● **Action item**: List every abbreviation that the abstract on diammonium-based 2D/3D perovskite solar cells spells out, along with its full form.

● **Text excerpt**:
────────────────────

Spacer Engineering of Diammonium‐Based 2D Perovskites toward Efficient and Stable 2D/3D Heterostructure Perovskite Solar Cells

Abstract

Perovskite solar cells (PSCs) based on 2D/3D heterostructures show great potential to combine the advantages of the high efficiency of 3D perovskites and the high stability of 2D perovskites. However, an in-depth understanding of the organic-spacer effects on the 2D quantum well (QW) structures and electronic properties at the 2D/3D interfaces is yet to be fully achieved, especially in the case of 2D perovskites based on diammonium spacers/ligands. Here, a series of diammonium spacers is considered for the construct ion 2D/3D perovskite heterostructures. It is found that the chemical structure and concentration of the spacers can dramatically affect the characteristics of the 2D capping layers, including their phase purity and orientation. Density functional theory calculations indicate that the spacer modifications can induce shifts in the energy-level alignments at the 2D/3D interfaces and therefore influence the charge-transfer characteristics. The strong intermolecular interactions between the 2,2-(ethylenedioxy)bis(ethylammonium) (EDBE) cations and inorganic [PbI6]4− slabs facilitate a controlled deposition of a phase-pure QW structure (n = 1) with a horizontal orientation, which leads to better surface passivation and carrier extraction. These benefits endow the EDBE-based 2D/3D devices with a high power conversion efficiency of 22.6% and remarkable environmental stability, highlighting the promise of spacer-chemistry design for high-performance 2D/3D PSCs.

────────────────────

● **Data extract**:
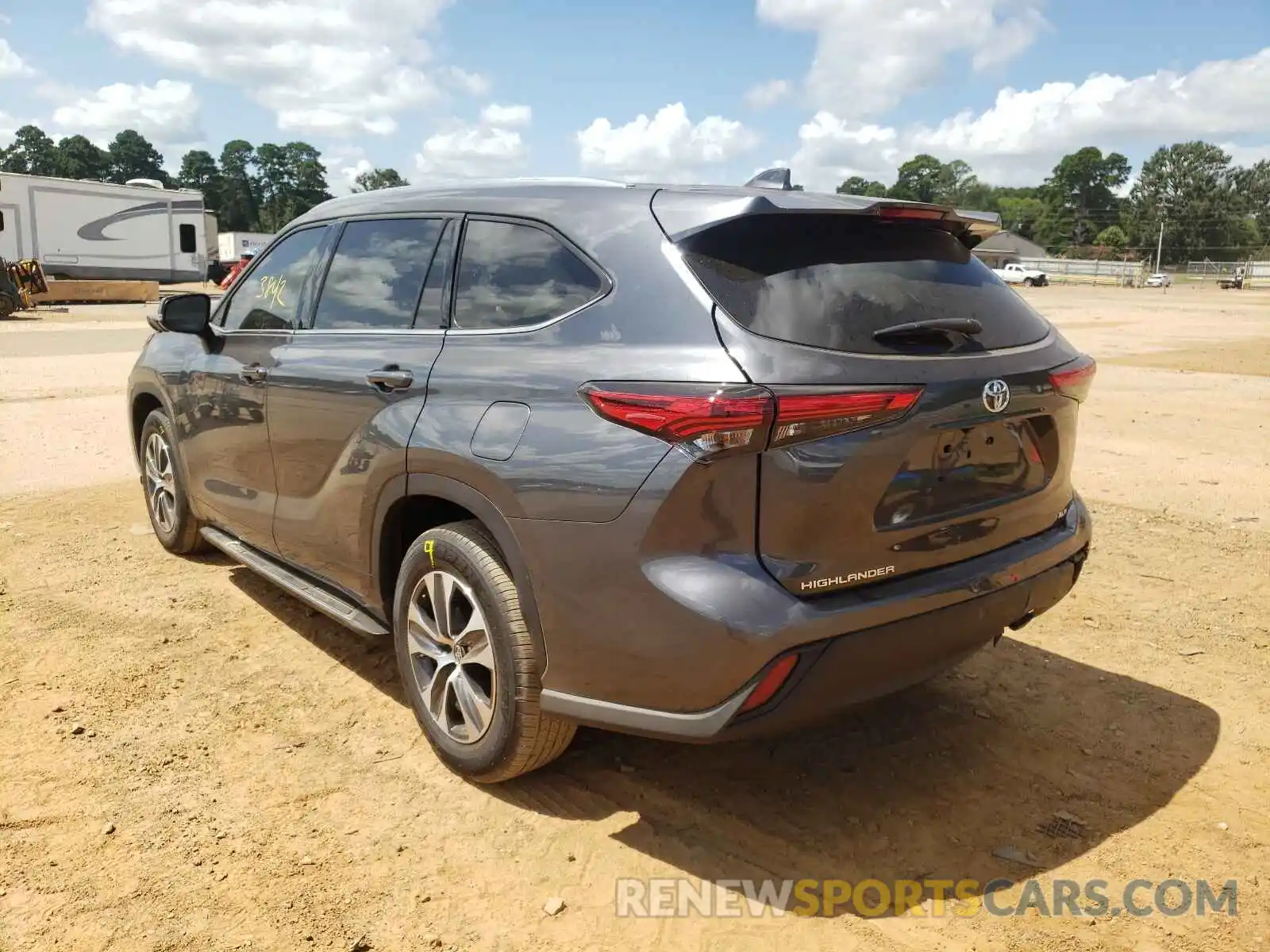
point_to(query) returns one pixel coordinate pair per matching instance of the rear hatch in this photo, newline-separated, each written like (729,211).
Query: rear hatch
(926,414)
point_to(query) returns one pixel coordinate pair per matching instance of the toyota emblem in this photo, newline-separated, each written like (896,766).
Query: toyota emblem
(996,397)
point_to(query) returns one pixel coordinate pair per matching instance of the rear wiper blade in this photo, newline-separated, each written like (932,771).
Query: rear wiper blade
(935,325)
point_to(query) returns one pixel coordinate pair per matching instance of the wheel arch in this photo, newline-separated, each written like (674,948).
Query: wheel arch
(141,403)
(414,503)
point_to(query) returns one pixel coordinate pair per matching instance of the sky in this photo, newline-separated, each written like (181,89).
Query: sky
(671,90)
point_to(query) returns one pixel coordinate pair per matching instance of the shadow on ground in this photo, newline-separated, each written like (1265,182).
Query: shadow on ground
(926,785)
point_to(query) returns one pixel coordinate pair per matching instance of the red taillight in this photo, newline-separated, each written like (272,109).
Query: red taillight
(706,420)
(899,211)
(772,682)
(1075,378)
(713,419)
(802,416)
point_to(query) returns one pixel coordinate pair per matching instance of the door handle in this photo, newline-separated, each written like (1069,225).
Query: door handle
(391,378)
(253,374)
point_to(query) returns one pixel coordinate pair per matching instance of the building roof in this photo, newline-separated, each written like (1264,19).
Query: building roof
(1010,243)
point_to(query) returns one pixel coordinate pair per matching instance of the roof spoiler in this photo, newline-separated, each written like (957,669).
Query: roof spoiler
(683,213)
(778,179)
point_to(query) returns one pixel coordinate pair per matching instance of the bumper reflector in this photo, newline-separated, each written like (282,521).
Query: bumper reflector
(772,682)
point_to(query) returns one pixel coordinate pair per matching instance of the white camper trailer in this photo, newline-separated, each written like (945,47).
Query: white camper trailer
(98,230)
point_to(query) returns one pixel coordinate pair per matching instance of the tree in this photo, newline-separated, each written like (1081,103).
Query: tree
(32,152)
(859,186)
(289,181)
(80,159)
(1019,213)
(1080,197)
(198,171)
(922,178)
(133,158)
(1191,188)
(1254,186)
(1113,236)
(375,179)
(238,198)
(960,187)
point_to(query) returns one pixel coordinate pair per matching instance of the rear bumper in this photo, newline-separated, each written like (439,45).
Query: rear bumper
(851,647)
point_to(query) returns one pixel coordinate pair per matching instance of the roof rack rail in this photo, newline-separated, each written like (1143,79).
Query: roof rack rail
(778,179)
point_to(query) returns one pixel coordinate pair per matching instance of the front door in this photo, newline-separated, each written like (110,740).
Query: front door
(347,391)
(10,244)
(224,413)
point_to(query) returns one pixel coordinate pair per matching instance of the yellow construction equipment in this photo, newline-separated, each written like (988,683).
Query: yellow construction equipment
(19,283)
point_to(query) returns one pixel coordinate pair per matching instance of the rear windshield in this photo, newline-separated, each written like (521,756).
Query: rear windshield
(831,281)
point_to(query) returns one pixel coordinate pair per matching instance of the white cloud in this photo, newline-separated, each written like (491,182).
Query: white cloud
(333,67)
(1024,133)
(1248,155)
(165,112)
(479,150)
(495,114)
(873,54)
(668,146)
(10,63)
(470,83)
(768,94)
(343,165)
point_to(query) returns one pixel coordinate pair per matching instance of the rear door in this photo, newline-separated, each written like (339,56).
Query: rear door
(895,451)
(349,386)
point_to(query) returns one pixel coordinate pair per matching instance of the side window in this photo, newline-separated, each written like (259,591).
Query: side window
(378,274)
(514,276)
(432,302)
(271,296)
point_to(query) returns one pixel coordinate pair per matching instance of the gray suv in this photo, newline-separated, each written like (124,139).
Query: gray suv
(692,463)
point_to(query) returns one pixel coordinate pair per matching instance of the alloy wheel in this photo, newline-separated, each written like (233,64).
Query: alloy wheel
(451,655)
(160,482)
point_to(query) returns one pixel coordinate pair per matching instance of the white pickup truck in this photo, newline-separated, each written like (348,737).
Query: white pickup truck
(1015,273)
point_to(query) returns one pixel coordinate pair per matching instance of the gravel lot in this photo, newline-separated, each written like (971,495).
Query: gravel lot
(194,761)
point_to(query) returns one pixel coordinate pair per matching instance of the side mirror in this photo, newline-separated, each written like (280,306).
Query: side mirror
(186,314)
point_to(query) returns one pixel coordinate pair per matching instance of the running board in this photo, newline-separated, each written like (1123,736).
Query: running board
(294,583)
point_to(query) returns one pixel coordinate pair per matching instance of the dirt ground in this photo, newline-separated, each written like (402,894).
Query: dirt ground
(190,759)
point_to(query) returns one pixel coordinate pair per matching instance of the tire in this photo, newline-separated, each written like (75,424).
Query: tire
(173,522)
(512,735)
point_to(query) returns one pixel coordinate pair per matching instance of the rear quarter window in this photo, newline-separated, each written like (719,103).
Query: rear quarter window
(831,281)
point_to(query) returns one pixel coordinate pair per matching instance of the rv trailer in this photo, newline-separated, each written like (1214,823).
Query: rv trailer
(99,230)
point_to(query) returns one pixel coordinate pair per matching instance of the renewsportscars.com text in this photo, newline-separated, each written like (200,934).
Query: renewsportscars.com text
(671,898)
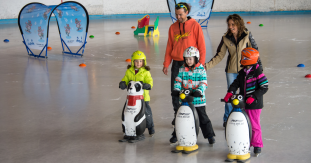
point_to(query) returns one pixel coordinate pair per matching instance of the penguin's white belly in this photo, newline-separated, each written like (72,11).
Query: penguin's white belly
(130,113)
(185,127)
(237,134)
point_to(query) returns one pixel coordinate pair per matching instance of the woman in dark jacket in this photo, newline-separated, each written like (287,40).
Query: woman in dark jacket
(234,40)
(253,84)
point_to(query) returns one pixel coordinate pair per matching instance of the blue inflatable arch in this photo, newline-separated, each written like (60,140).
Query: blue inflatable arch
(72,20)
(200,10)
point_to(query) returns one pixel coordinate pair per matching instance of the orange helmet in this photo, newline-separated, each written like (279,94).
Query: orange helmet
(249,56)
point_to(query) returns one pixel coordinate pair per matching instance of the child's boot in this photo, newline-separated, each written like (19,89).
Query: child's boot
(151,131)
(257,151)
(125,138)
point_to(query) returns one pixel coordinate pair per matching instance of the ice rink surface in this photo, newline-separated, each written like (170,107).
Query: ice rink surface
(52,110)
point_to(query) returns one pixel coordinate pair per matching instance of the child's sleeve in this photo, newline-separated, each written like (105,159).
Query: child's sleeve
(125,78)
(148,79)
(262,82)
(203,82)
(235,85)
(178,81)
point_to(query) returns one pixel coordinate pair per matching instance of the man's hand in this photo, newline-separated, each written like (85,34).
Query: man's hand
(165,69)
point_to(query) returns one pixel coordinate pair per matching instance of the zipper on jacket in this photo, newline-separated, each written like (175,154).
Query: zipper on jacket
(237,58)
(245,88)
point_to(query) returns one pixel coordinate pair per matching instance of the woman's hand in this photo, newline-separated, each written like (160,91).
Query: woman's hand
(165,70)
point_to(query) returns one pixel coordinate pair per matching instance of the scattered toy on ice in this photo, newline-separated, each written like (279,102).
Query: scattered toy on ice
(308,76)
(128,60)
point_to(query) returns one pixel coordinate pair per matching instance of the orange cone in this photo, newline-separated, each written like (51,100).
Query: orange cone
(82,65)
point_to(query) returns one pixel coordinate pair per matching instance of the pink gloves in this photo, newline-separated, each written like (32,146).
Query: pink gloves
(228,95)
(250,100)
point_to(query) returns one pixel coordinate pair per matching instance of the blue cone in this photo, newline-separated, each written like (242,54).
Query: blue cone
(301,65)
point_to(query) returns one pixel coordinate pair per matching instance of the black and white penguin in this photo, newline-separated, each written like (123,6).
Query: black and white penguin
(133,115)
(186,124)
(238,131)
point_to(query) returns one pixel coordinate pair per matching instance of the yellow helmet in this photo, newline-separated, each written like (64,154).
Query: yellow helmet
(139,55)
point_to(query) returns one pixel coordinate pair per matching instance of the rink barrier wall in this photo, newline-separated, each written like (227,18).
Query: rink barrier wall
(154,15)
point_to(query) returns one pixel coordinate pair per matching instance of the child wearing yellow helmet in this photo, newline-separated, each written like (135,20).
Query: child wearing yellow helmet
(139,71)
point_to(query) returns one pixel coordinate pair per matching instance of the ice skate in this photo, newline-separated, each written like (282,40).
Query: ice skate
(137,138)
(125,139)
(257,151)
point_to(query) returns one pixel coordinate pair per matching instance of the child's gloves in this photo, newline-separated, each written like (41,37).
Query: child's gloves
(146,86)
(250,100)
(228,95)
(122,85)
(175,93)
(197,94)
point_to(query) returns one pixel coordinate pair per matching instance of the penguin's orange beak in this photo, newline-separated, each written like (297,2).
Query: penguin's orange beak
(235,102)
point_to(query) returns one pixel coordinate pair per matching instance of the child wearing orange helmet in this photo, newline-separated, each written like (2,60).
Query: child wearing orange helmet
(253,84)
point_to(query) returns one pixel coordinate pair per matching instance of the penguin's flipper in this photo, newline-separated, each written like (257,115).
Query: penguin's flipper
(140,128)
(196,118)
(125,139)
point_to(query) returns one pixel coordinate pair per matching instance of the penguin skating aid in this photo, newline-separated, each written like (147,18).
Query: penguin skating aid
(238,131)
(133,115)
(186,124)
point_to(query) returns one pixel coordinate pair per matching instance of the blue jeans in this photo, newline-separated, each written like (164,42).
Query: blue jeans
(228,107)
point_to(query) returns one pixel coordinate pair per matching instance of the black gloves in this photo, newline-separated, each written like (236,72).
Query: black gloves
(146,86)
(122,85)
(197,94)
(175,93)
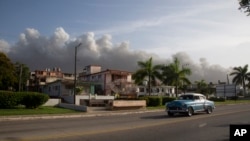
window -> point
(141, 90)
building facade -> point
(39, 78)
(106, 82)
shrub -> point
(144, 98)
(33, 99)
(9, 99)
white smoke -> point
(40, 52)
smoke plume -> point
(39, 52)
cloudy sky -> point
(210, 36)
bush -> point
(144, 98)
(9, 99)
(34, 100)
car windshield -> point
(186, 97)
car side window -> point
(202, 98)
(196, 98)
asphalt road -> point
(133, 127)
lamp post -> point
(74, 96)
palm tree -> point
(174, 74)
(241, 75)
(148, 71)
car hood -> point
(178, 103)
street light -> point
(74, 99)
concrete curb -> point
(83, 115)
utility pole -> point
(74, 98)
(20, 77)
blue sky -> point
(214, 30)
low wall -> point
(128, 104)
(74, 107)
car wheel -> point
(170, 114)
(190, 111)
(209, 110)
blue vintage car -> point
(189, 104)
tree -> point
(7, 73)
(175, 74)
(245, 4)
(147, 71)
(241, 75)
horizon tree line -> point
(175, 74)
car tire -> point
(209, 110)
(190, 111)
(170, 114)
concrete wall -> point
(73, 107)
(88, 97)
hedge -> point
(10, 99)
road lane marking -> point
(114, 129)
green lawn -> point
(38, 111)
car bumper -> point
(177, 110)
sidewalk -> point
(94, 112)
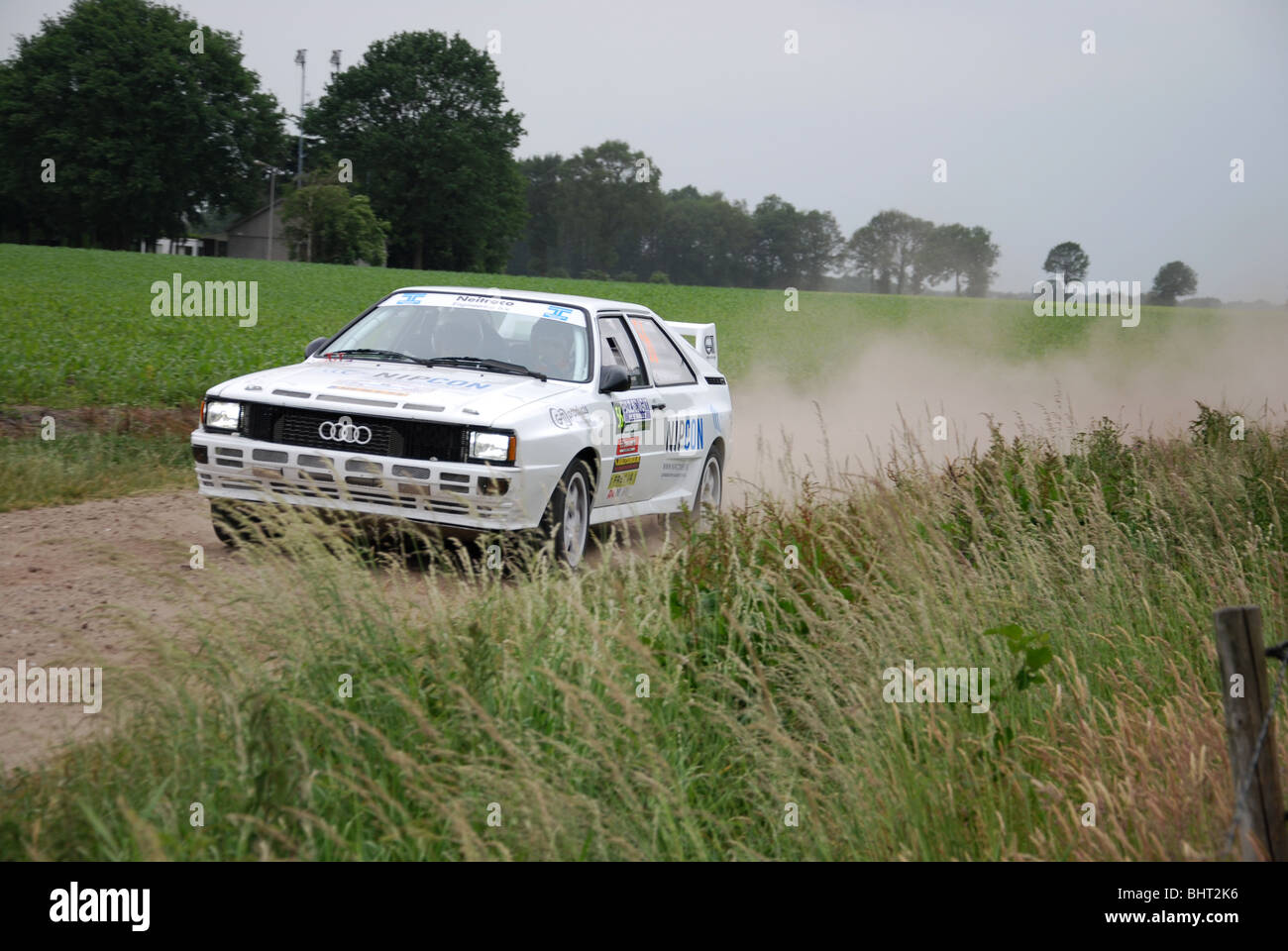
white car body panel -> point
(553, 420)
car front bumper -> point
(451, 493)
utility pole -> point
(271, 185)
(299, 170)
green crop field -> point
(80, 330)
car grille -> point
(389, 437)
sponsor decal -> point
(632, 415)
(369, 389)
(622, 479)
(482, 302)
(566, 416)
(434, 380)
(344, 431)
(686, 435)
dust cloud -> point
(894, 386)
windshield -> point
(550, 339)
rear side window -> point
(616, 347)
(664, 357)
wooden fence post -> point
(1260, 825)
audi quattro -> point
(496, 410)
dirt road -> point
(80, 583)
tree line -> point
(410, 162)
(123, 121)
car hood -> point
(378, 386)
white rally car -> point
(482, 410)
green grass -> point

────────────────────

● **Response for this exercise**:
- PSCs: perovskite solar cells
- QW: quantum well
- EDBE: 2,2-(ethylenedioxy)bis(ethylammonium)